Update the entries below, swapping each "sample" for "example" and changing nothing else. Leave the pictures out of your answer.

┌─ RECORDS PROVIDED

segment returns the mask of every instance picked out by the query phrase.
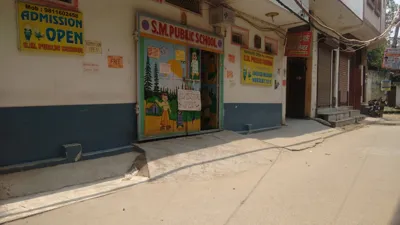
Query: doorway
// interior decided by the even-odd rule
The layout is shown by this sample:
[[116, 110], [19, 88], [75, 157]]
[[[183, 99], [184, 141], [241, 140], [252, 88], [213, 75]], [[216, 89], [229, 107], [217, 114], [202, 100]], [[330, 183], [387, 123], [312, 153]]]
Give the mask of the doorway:
[[201, 131], [219, 128], [219, 55], [201, 51]]
[[287, 60], [286, 117], [305, 117], [307, 59]]

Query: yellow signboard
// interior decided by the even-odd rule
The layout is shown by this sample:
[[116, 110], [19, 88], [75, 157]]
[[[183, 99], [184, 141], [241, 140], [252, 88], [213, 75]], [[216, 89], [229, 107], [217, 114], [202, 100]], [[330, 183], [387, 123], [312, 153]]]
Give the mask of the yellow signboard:
[[18, 2], [21, 51], [84, 55], [80, 12]]
[[274, 57], [262, 52], [241, 50], [241, 83], [250, 85], [272, 86]]

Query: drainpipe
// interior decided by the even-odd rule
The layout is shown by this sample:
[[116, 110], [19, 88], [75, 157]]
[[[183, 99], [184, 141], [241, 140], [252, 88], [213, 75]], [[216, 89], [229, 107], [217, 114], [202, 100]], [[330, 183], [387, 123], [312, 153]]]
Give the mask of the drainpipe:
[[335, 98], [335, 108], [338, 108], [338, 93], [339, 93], [339, 54], [340, 50], [339, 48], [334, 50], [336, 52], [335, 54], [335, 88], [334, 88], [334, 93], [333, 96]]

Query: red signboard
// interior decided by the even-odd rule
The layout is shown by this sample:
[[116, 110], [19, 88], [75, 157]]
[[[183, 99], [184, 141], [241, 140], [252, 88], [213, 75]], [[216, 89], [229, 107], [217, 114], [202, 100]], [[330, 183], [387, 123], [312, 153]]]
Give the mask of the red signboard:
[[311, 55], [312, 32], [289, 33], [285, 56], [287, 57], [310, 57]]

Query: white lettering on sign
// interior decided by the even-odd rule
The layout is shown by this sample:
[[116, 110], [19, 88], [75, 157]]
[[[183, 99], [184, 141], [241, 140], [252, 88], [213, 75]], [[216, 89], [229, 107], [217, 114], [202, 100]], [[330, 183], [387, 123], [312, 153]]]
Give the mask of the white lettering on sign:
[[180, 111], [201, 111], [200, 91], [179, 89], [178, 109]]
[[222, 37], [206, 32], [199, 32], [186, 26], [175, 25], [155, 18], [140, 16], [140, 32], [143, 36], [157, 36], [176, 40], [183, 44], [200, 46], [215, 52], [223, 52]]

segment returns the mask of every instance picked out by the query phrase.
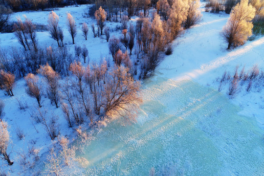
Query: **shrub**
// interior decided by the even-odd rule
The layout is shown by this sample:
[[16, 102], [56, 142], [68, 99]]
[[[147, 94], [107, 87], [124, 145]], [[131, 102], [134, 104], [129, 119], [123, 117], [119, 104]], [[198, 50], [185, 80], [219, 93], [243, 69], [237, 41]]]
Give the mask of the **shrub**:
[[243, 44], [252, 35], [252, 20], [255, 12], [255, 8], [248, 4], [248, 0], [242, 0], [234, 8], [220, 33], [223, 40], [228, 44], [227, 49]]
[[0, 88], [3, 89], [7, 95], [14, 96], [13, 88], [15, 86], [15, 75], [3, 70], [0, 71]]
[[85, 22], [84, 22], [82, 25], [82, 31], [83, 32], [83, 36], [84, 37], [85, 40], [87, 40], [87, 35], [88, 35], [89, 28]]
[[14, 162], [11, 161], [10, 154], [7, 152], [7, 148], [10, 144], [9, 132], [8, 131], [8, 126], [4, 121], [0, 122], [0, 154], [2, 157], [0, 158], [5, 160], [9, 165], [12, 165]]
[[74, 44], [74, 37], [77, 35], [77, 28], [75, 21], [69, 13], [67, 14], [67, 26], [68, 26], [68, 31], [72, 39], [72, 44]]
[[60, 85], [59, 83], [60, 76], [50, 66], [47, 64], [45, 66], [41, 66], [38, 70], [38, 73], [42, 74], [47, 84], [47, 94], [51, 104], [55, 104], [56, 108], [59, 108], [60, 95], [59, 88]]
[[29, 73], [25, 77], [27, 85], [26, 92], [28, 95], [37, 99], [39, 107], [41, 108], [42, 86], [39, 82], [39, 78], [33, 74]]
[[239, 82], [237, 79], [233, 79], [230, 83], [229, 88], [227, 91], [227, 94], [230, 98], [236, 97], [239, 92]]

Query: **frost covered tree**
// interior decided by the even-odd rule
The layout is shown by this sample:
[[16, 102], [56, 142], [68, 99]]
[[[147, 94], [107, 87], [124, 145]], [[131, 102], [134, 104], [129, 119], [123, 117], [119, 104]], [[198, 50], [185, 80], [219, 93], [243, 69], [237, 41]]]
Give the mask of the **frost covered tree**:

└─

#### [RESPONSE TO THIS EXERCISE]
segment returns the mask of every instance picked out by the query phrase.
Query: doorway
// interior decided by the even-odd rule
The layout is shown by this example:
[[116, 110], [19, 88], [75, 157]]
[[[183, 99], [184, 141], [241, 140], [252, 88], [213, 75]], [[216, 89], [229, 107], [217, 114], [202, 100]], [[330, 183], [387, 123], [312, 153]]]
Give the mask of the doorway:
[[201, 131], [219, 128], [219, 55], [201, 51]]
[[287, 60], [286, 117], [305, 117], [307, 59]]

Query: yellow signboard
// interior decided by the even-odd rule
The layout is shown by this example:
[[116, 110], [19, 88], [75, 157]]
[[[183, 99], [184, 141], [241, 140], [252, 88], [213, 75]], [[216, 89], [229, 107], [217, 114], [202, 100]], [[330, 183], [387, 123], [312, 153]]]
Give the mask of the yellow signboard:
[[18, 2], [21, 51], [84, 55], [80, 12]]
[[274, 57], [262, 52], [241, 50], [241, 83], [250, 85], [272, 86]]

Query: drainpipe
// interior decided by the even-odd rule
The layout is shown by this example:
[[116, 110], [19, 88], [75, 157]]
[[[183, 99], [184, 141], [241, 140], [252, 88], [213, 75]], [[216, 89], [229, 107], [217, 114], [202, 100]], [[330, 183], [387, 123], [312, 153]]]
Give the mask of the drainpipe:
[[335, 98], [335, 108], [338, 108], [338, 93], [339, 93], [339, 54], [340, 50], [339, 48], [334, 50], [336, 52], [335, 54], [335, 88], [334, 88], [334, 93], [333, 96]]

Query: red signboard
// interior decided by the even-odd rule
The layout is shown by this example:
[[116, 110], [19, 88], [75, 157]]
[[[183, 99], [184, 141], [241, 140], [252, 88], [213, 75]], [[216, 89], [229, 107], [217, 114], [202, 100]], [[330, 183], [387, 123], [312, 153]]]
Give the mask of the red signboard:
[[311, 55], [312, 32], [289, 33], [285, 56], [287, 57], [310, 57]]

Query: white lettering on sign
// interior decided by the even-odd rule
The layout is shown by this example:
[[116, 110], [19, 88], [75, 157]]
[[[183, 99], [184, 141], [241, 140], [252, 88], [213, 75]], [[216, 89], [229, 107], [217, 114], [202, 100]], [[330, 183], [387, 123], [312, 153]]]
Give the mask of the white lettering on sign:
[[180, 111], [201, 111], [200, 91], [179, 89], [178, 109]]
[[222, 37], [206, 32], [199, 32], [186, 26], [175, 25], [155, 18], [140, 16], [140, 32], [143, 36], [157, 36], [176, 40], [183, 44], [200, 46], [215, 52], [223, 52]]

segment returns the mask of every instance picked out by the query phrase.
Query: **shrub**
// interior decided by the even-odd rule
The layout is shown by this example:
[[16, 102], [56, 142], [68, 99]]
[[[147, 94], [107, 87], [124, 145]], [[131, 102], [134, 104], [129, 119], [123, 117], [119, 104]], [[198, 50], [185, 80], [219, 93], [243, 69], [237, 41]]]
Give the mask of the **shrub**:
[[243, 44], [252, 35], [252, 20], [255, 12], [255, 8], [248, 4], [248, 0], [242, 0], [234, 8], [220, 33], [223, 40], [228, 44], [227, 49]]
[[0, 88], [3, 89], [7, 95], [14, 96], [13, 88], [15, 86], [15, 75], [3, 70], [0, 71]]
[[85, 22], [84, 22], [82, 25], [82, 31], [83, 32], [83, 36], [84, 37], [85, 40], [87, 40], [87, 35], [88, 35], [89, 28]]
[[14, 162], [11, 161], [10, 154], [7, 152], [7, 148], [10, 144], [9, 132], [8, 131], [8, 126], [4, 121], [0, 122], [0, 154], [2, 157], [0, 158], [5, 160], [9, 165], [12, 165]]
[[74, 44], [74, 37], [77, 35], [77, 28], [75, 21], [69, 13], [67, 14], [67, 26], [68, 26], [68, 31], [72, 39], [72, 44]]
[[60, 85], [59, 83], [60, 76], [50, 66], [47, 64], [45, 66], [41, 66], [38, 70], [38, 73], [42, 74], [47, 84], [47, 94], [51, 104], [55, 104], [56, 108], [59, 108], [60, 95], [59, 88]]
[[29, 73], [25, 77], [27, 85], [26, 92], [28, 95], [37, 99], [39, 107], [41, 108], [42, 86], [39, 82], [39, 78], [33, 74]]
[[239, 82], [237, 79], [233, 79], [230, 83], [229, 88], [227, 91], [227, 94], [230, 98], [236, 97], [239, 92]]

Query: **frost covered tree**
// interior decided by the even-odd rule
The layout is shown by this example:
[[16, 102], [56, 142], [68, 99]]
[[[147, 94], [107, 87], [124, 145]], [[131, 102], [134, 104], [129, 119], [123, 117], [119, 104]], [[198, 50], [185, 80], [219, 93], [243, 69], [237, 41]]]
Give the mask of the **frost covered tree**:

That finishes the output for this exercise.